Return nothing but the lines from the line containing "Target: navy blue knit hat" through the last line of the records, reproduced exactly.
::::
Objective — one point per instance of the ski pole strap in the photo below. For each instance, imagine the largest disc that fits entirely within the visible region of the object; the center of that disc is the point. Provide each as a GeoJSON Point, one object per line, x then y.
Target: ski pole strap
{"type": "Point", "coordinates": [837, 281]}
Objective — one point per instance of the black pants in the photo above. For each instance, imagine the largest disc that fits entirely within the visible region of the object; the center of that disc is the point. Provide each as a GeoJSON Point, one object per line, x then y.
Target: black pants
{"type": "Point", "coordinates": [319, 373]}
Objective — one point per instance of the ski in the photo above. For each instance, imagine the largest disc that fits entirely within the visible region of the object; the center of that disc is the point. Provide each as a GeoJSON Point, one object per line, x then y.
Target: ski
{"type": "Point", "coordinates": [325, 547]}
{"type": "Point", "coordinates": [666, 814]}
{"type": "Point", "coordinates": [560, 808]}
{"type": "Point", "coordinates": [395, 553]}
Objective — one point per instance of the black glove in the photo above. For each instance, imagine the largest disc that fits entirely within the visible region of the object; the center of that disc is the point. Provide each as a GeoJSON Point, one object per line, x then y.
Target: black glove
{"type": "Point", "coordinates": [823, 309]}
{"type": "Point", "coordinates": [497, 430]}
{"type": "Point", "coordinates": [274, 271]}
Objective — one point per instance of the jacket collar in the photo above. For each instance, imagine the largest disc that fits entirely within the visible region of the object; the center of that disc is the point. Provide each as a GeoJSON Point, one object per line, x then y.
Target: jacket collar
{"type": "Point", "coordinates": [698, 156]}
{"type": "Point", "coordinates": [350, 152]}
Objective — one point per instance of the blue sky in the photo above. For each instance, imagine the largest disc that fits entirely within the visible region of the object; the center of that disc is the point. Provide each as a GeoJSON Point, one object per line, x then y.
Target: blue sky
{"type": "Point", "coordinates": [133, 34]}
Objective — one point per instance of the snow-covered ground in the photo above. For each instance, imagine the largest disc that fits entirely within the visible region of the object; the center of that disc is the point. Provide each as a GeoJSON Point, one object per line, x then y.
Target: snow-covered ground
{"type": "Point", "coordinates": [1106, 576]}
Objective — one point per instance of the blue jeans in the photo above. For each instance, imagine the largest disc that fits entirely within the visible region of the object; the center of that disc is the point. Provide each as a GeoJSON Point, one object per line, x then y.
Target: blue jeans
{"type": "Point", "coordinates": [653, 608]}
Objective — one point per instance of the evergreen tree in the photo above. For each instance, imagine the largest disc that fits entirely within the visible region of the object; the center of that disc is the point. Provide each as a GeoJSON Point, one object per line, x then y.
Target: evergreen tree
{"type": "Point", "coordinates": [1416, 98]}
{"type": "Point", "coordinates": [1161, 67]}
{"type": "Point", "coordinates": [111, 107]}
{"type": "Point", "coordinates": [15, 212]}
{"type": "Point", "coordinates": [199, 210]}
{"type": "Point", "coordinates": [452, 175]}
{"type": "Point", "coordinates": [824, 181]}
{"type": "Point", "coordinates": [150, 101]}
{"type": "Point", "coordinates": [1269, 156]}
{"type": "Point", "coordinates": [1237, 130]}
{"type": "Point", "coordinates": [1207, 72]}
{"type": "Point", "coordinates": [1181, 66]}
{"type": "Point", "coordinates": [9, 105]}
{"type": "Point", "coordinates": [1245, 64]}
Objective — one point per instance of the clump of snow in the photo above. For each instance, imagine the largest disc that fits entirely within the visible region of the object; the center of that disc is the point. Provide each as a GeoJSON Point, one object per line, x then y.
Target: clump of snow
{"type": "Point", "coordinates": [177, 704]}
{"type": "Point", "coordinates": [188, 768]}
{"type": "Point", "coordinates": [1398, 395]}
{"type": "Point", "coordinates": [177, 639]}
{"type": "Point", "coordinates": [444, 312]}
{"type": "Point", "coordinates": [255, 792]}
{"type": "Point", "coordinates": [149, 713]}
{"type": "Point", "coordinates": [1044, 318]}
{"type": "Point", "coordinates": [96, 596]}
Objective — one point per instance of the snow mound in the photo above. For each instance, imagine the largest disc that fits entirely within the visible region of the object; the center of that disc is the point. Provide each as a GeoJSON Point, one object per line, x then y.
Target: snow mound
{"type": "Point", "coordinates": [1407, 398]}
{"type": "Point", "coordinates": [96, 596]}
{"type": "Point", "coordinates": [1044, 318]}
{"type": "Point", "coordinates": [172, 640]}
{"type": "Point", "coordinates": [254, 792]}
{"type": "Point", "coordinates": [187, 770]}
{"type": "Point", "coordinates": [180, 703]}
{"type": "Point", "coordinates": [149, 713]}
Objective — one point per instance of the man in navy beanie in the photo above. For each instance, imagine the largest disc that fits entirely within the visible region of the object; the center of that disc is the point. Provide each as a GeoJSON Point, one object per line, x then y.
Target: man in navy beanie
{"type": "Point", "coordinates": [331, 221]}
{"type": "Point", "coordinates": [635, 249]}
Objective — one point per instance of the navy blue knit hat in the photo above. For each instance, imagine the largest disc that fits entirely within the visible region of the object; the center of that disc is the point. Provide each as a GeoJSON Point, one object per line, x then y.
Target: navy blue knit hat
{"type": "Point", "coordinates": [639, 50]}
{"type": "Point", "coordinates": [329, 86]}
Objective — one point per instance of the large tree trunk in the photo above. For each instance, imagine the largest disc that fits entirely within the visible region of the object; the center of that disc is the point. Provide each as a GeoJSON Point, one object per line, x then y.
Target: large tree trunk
::::
**Exercise output**
Target: navy blue knit hat
{"type": "Point", "coordinates": [639, 50]}
{"type": "Point", "coordinates": [329, 86]}
Objective — one point per instance of the large tree trunk in the photo above. For each instance, imagine the largest disc that fits entirely within the visible region of the object; the center of that disc is the point. Provide each as a GeoJSON Point, one object per line, x then y.
Target: large tree trunk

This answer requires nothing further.